### Source text
-----
Junction City, Kansas Transforms Distressed Properties into Affordable Workforce Housing Options Through a City Land Bank.
22 May 2023
Junction City, Kansas, is taking an innovative approach to increase the supply of entry-level homes available at affordable prices. They are using a land bank to do it. Land banks can significantly increase the number of cost-effective workforce housing options by acquiring and managing vacant or distressed properties. These properties can be rehabilitated or redeveloped to create new affordable housing units for the local workforce and prospective residents.
Starting in 2005, the City of Junction City was preparing for an influx of soldiers due to the proposed Big Red 1 build-up at Fort Riley. In anticipation, developers flocked to Junction City to develop new homes and subdivisions with publicly funded infrastructure. However, the troop expansion never materialized, and many developers went bankrupt — leaving Junction City, Kansas, with hundreds of vacant lots and associated infrastructure debts.
With the Great Recession and the associated housing market collapse in 2008, other cities in Kansas began having similar problems resulting in underperforming housing developments and tax delinquencies. In 2009, the Kansas Legislature authorized cities to create land banks via an ordinance and counties to create them by resolution.
Land Banks Provide An Innovative Approach To Building More Entry-Level Homes
According to Freddie Mac researchers, the United States has a housing shortfall of 3.8 million units. The decreasing supply of entry-level homes exacerbates the long-term decline in the construction of single-family homes.
-----
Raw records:
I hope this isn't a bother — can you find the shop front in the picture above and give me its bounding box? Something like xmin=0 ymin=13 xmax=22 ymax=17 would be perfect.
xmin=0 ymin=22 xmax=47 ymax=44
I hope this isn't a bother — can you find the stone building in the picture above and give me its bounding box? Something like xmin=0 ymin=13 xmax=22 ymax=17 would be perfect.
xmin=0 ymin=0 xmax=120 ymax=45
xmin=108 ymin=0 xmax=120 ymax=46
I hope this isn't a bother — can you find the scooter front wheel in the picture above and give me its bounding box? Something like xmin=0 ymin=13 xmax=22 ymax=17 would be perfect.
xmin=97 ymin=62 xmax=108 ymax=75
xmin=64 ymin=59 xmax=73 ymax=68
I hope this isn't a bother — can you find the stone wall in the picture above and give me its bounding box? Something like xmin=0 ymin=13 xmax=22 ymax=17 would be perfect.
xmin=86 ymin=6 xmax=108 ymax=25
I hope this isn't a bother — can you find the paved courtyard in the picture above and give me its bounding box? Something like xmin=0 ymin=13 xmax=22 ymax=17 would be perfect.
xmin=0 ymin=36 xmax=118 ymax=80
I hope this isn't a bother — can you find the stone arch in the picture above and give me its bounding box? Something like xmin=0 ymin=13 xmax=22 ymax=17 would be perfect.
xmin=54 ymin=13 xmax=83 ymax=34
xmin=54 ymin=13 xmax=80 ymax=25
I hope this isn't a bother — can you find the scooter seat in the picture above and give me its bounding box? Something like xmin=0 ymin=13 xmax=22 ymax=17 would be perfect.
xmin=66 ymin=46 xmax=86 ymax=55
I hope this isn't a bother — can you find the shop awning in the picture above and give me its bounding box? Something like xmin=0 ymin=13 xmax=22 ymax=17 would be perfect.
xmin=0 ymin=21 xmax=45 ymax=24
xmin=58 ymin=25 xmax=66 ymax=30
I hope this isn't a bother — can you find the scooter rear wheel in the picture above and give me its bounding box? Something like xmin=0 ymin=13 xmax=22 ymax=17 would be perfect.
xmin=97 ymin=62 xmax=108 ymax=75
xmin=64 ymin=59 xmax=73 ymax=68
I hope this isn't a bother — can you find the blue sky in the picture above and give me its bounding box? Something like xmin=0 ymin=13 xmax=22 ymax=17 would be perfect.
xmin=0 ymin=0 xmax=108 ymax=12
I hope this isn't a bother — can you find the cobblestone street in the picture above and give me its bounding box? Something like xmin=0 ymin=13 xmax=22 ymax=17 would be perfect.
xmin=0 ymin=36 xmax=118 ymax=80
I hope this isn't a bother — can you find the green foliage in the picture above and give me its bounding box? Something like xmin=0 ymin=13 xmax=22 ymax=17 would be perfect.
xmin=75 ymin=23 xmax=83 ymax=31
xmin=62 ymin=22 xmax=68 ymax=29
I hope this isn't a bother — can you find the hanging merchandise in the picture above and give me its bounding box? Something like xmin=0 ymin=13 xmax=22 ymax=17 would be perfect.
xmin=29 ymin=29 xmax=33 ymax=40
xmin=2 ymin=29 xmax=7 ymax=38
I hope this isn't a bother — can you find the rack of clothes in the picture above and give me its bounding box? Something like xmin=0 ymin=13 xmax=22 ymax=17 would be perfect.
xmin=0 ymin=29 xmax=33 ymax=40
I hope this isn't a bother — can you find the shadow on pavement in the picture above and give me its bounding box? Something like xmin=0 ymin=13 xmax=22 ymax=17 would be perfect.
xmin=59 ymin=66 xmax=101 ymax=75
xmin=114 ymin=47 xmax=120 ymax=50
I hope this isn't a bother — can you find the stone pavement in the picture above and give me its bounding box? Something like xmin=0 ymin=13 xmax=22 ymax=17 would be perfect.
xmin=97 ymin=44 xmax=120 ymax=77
-----
### Work instructions
Pick up the article on Junction City's land bank right after its last sentence and carry it forward.

### Response to this exercise
Given the significant shortfall of affordable workforce housing in the United States, establishing the land bank in Junction City, Kansas, helps manage and reclaim distressed property to encourage the reuse or redevelopment of the property to create cost-effective housing solutions.
Land banks are public authorities, or non-profit organizations created to acquire, hold, manage, and sometimes redevelop the property to return these properties to productive use to meet community goals. A land bank is typically established in areas with relatively low or declining housing costs and a sizable inventory of tax-delinquent properties that the community wants to repurpose to support community goals.
“I really believe the land bank was created to solve the problem with distressed properties,” said Coldwell Banker Patriot Realty owner Lance Custer. “It has served that purpose by helping the city increase housing options for prospective buyers and decrease the debt load from the initial development during the overexpansion in the mid 2000s.”
Junction City Land Bank Offers Incentives For Prospective Builders and Residents
The Junction City Land Bank has over 1,000 housing lots available with electric, water, and sewer infrastructure already in place. These lots sell for a flat non-negotiable rate of $5,000.
Prospective residents and developers can purchase lot(s) and build cost-effective housing. With three different rebates available for lot purchases, these incentives offer prospective buyers the opportunity to benefit from building new homes on these lots.
“What started as a disaster and an overextension of city funds now has turned positive,” said City Manager Alan Dinkel. “We are probably the only community in the state with this many available lots. So when businesses and industries come here, we don’t have to build the infrastructure for subdivisions — all they have to do is build the house.”
A developer or prospective resident may obtain a rebate of $4,000 after building a home and obtaining the Certificate of Occupancy within one year (12 months) of closing. Within two years (24 months) of building your home, the Land Bank will give the buyer a rebate of $3,000.
Buyers can only receive an Electric Utility Refund of up to $4,000 per lot if the buyer does not take advantage of the building incentive and the property does not have full utility servicing. Upon extension of full utility service to the lots, the buyer can get a rebate for up to $4,000 per lot, based on the actual cost of utility hookups.
Finally, developers and contractors can access exclusive prices of $2,500 per lot if they purchase five (5) or more lots from the Junction City Land Bank.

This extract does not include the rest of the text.